→ TASK DETAILS: Make an exact copy of the entries, taking out every picture.

Stored items
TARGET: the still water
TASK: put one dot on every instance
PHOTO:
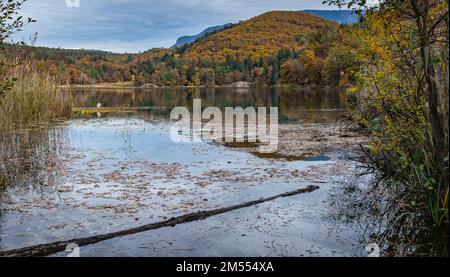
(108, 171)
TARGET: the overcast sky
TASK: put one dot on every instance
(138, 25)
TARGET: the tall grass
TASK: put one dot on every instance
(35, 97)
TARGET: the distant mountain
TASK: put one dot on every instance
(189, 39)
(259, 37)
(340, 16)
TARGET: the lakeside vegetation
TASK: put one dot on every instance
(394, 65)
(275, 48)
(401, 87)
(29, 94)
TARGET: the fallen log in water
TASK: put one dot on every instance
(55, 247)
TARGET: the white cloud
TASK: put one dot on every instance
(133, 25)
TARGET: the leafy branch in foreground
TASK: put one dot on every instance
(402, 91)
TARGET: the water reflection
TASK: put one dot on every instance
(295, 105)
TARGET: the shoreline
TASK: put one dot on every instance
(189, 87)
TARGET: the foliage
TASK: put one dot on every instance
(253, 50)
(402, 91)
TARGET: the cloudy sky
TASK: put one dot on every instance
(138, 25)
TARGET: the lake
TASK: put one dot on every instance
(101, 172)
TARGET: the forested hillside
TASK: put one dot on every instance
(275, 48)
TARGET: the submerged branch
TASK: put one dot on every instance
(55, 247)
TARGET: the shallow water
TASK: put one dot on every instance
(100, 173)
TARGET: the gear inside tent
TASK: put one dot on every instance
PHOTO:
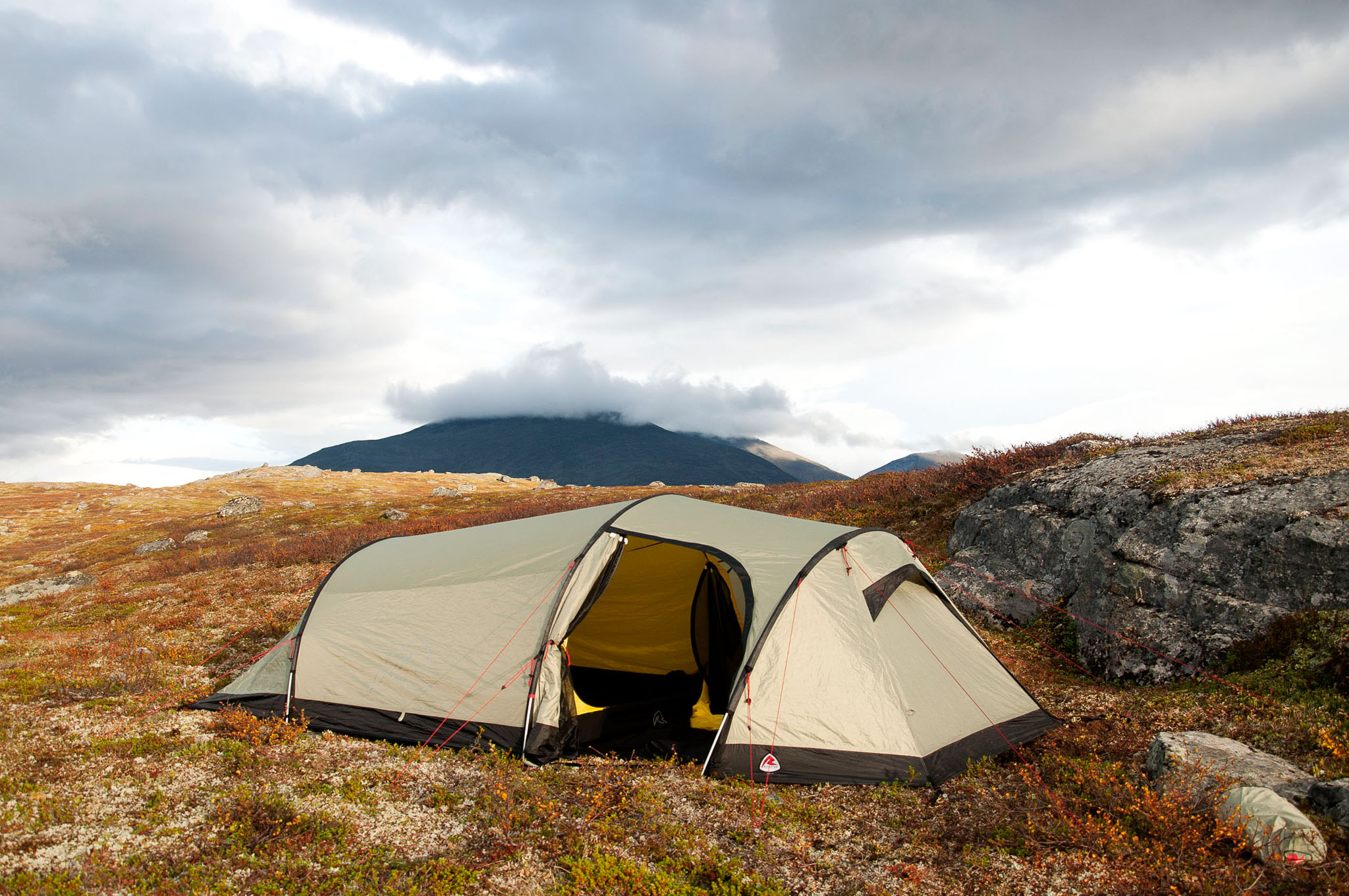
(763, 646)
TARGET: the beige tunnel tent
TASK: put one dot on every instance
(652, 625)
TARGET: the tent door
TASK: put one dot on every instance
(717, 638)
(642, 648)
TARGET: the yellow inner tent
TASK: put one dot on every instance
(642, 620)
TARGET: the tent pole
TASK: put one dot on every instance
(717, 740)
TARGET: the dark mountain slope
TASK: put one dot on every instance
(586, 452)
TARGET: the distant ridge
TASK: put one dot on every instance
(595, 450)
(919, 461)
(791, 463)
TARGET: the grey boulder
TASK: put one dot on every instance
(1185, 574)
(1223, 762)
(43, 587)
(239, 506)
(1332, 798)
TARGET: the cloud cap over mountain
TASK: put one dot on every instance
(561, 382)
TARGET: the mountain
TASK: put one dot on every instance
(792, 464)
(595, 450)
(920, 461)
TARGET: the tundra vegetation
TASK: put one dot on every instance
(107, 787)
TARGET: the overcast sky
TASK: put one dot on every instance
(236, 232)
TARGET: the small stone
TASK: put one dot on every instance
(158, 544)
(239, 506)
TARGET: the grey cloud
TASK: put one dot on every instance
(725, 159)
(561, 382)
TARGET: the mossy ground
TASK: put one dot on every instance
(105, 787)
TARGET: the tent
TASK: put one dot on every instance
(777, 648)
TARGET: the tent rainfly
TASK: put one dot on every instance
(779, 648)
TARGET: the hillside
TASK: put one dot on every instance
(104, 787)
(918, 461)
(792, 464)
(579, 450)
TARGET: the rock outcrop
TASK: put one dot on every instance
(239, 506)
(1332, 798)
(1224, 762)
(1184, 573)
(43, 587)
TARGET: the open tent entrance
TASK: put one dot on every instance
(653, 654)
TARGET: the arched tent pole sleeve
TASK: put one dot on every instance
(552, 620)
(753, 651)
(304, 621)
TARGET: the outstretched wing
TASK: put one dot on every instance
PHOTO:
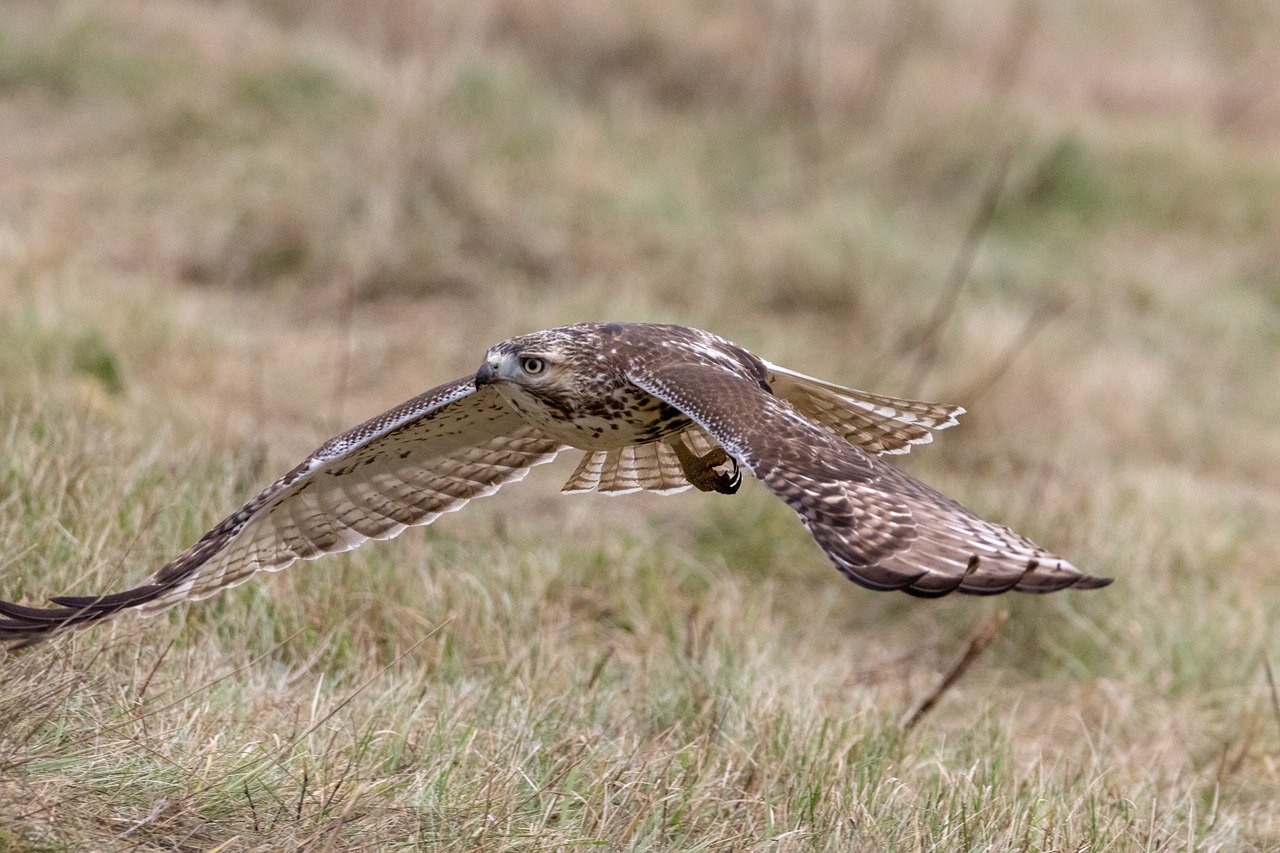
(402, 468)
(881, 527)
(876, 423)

→ EXERCISE RESULT:
TARGET: the still water
TASK: put one dot on every instance
PHOTO:
(108, 171)
TARGET: the overcast sky
TASK: put one dot on every instance
(138, 25)
TARGET: the tall grass
TASK: put one dot on every instance
(35, 97)
TARGET: the distant mountain
TASK: put one dot on every instance
(189, 39)
(259, 37)
(340, 16)
TARGET: the lakeside vegetation
TASK: put one dot on every instance
(394, 65)
(275, 48)
(401, 87)
(29, 94)
TARGET: the fallen log in water
TASK: put one dot on every instance
(55, 247)
TARGET: the white cloud
TASK: put one dot on every instance
(133, 25)
TARGET: the leafy branch in foreground
TASK: put one dot on every instance
(402, 91)
TARGET: the water reflection
TASK: put one dot on every instance
(295, 105)
TARGET: the shoreline
TASK: put one dot on every instance
(189, 87)
TARGET: the foliage
TASK: put one dot on every instance
(253, 50)
(402, 91)
TARGET: the cloudy sky
TASK: put one dot on every instance
(138, 25)
TARGET: the lake
TASK: put one dot on every instance
(101, 172)
TARGET: the forested hillside
TASK: put one dot on every instance
(275, 48)
TARGET: the submerged branch
TASK: put one dot on every instance
(55, 247)
TARGET: the shallow water
TASK: put one dot on every instance
(100, 173)
TARGET: the gear inside tent
TASK: put one dot on every instance
PHOTO:
(763, 646)
TARGET: the beige tunnel tent
TASK: put one dot on every instance
(652, 625)
TARGET: the tent door
TASK: put one dot on every instance
(717, 638)
(642, 648)
TARGET: the yellow inner tent
TASK: put one dot on every instance
(642, 620)
TARGET: the tent pole
TASK: put one dot on every instance
(717, 740)
TARGET: the dark mountain slope
TASK: put one dot on every instance
(586, 452)
TARGET: the distant ridge
TASK: put one dot on every instance
(595, 450)
(919, 461)
(791, 463)
TARGET: the grey boulder
TASK: put one dot on every instance
(1185, 574)
(1223, 762)
(43, 587)
(239, 506)
(1332, 798)
TARGET: the cloud cap over mountain
TASK: put one dot on every instance
(561, 382)
TARGET: the mountain
TASK: put one dot on every instance
(792, 464)
(595, 450)
(920, 461)
TARGET: the tundra vegetation
TASK: put one dot on every instance
(107, 787)
TARGET: the overcast sky
TASK: put one dot on every instance
(236, 232)
TARGET: the small stone
TASK: put one dot on every instance
(158, 544)
(239, 506)
TARGET: the grey cloud
TASK: put one dot on every instance
(725, 159)
(561, 382)
TARGET: the mossy ground
TASK: put one dot on every instance
(105, 787)
TARGET: the tent
TASK: put one dot on every instance
(777, 648)
TARGET: the tent rainfly
TASK: put one dot on every instance
(779, 648)
TARGET: the hillside
TASK: put one dot on every instance
(104, 787)
(918, 461)
(792, 464)
(579, 450)
TARGET: the rock outcrop
TASK: put one dot on every instance
(239, 506)
(1332, 798)
(1224, 762)
(1184, 573)
(43, 587)
TARGET: the open tent entrance
TASK: put one dot on every instance
(653, 654)
TARGET: the arched tent pole sleeve
TASK: put one dot on every instance
(552, 620)
(753, 651)
(304, 621)
TARGET: the outstretched wing
TASK: put one dot on every instance
PHOTO:
(402, 468)
(881, 527)
(876, 423)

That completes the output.